Birthrates fall as countries become 'developed' so population growth should eventually slow down if all countries become 'developed'. Although of course people in developed countries live longer which creates different kinds of social and economic problems.

I'm not sure if it's possible for all the planet's nations to be 'developed' at the same time if we continue the same kind of exploitation of natural resources and cheap labor practices because we want cheap consumer goods.

Previously developed countries might collapse economically (some say this is happening in Greece now). But I wonder what the mental effect on people is... if you were born and raised in a developing country then you would be less aware of what living in a developed country is like. But if you are living in a country that was previously 'rich' but has now become 'poor' then how does that influence you mentally?

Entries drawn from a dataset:

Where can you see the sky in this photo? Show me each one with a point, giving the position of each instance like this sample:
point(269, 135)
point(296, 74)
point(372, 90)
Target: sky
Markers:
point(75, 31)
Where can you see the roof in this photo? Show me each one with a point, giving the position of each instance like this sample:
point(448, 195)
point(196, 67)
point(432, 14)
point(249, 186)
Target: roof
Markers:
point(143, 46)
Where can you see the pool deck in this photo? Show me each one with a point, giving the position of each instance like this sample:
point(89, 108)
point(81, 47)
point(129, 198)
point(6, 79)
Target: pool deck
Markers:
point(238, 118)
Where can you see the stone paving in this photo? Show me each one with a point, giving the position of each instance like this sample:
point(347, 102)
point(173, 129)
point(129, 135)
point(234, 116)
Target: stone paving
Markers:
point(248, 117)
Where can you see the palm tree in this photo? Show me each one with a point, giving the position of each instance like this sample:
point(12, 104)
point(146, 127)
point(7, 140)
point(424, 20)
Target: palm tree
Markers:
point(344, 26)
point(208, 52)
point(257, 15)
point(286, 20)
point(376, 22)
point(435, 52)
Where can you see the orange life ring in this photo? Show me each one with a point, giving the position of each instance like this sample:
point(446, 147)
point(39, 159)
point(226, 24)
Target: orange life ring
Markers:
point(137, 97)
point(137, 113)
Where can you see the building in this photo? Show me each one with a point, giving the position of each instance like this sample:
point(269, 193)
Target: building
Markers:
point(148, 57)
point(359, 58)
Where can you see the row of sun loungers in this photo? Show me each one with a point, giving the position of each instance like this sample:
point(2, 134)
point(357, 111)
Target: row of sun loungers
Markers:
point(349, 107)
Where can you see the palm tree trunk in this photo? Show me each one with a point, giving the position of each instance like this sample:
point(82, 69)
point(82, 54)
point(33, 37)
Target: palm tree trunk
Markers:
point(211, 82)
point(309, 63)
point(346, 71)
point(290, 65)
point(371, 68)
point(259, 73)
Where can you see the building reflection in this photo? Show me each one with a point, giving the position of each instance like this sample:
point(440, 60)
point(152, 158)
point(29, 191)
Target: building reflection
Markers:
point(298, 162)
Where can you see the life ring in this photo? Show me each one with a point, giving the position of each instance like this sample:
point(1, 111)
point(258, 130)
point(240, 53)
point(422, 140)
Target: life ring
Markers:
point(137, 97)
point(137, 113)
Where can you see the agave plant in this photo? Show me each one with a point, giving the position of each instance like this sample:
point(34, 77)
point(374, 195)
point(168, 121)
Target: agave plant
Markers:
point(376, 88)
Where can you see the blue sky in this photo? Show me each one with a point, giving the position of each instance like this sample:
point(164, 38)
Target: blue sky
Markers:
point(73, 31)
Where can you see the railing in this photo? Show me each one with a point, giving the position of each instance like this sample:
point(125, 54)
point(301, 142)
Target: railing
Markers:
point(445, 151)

==

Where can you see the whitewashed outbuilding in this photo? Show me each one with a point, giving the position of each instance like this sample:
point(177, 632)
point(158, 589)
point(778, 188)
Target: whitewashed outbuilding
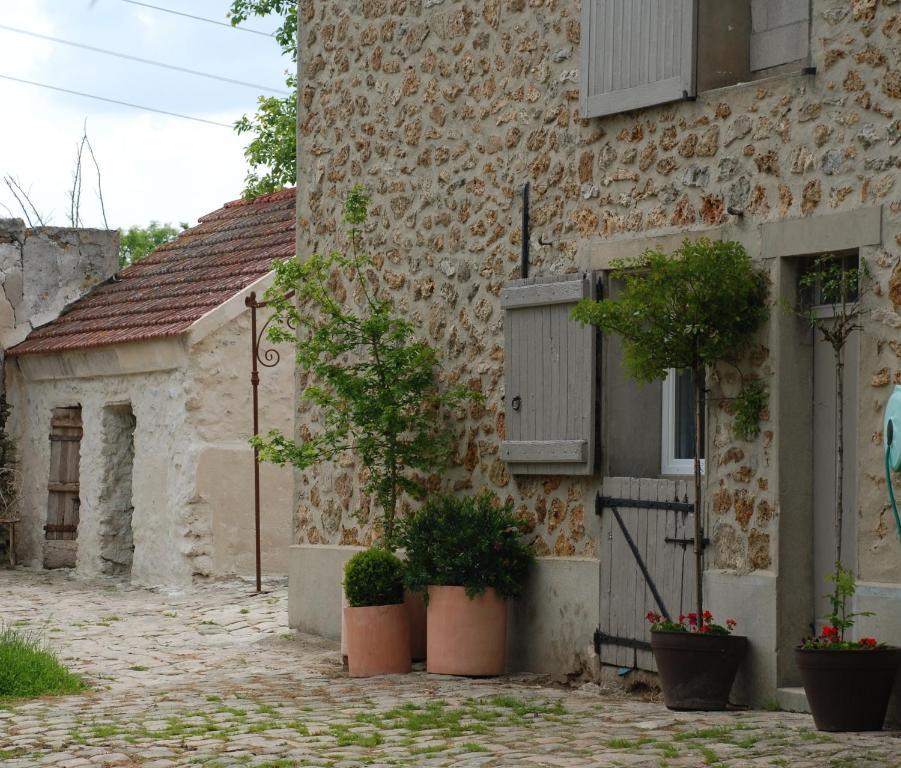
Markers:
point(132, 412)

• **Complete the following**:
**1.** Answer these questions about the text on developed countries:
(a) What happens to birthrates as countries become "developed"?
(b) What does the text say people in developed countries do that creates different kinds of social and economic problems?
(c) Which country does the text mention as one where some say economic collapse is happening now?
**2.** Rewrite the text on developed countries starting at "I'm not sure" and ending at "cheap consumer goods.", swapping "natural resources" for "raw materials".

• **Solutions to the tasks**:
**1.**
(a) Birthrates fall.
(b) They live longer.
(c) Greece.

**2.**
I'm not sure if it's possible for all the planet's nations to be 'developed' at the same time if we continue the same kind of exploitation of raw materials and cheap labor practices because we want cheap consumer goods.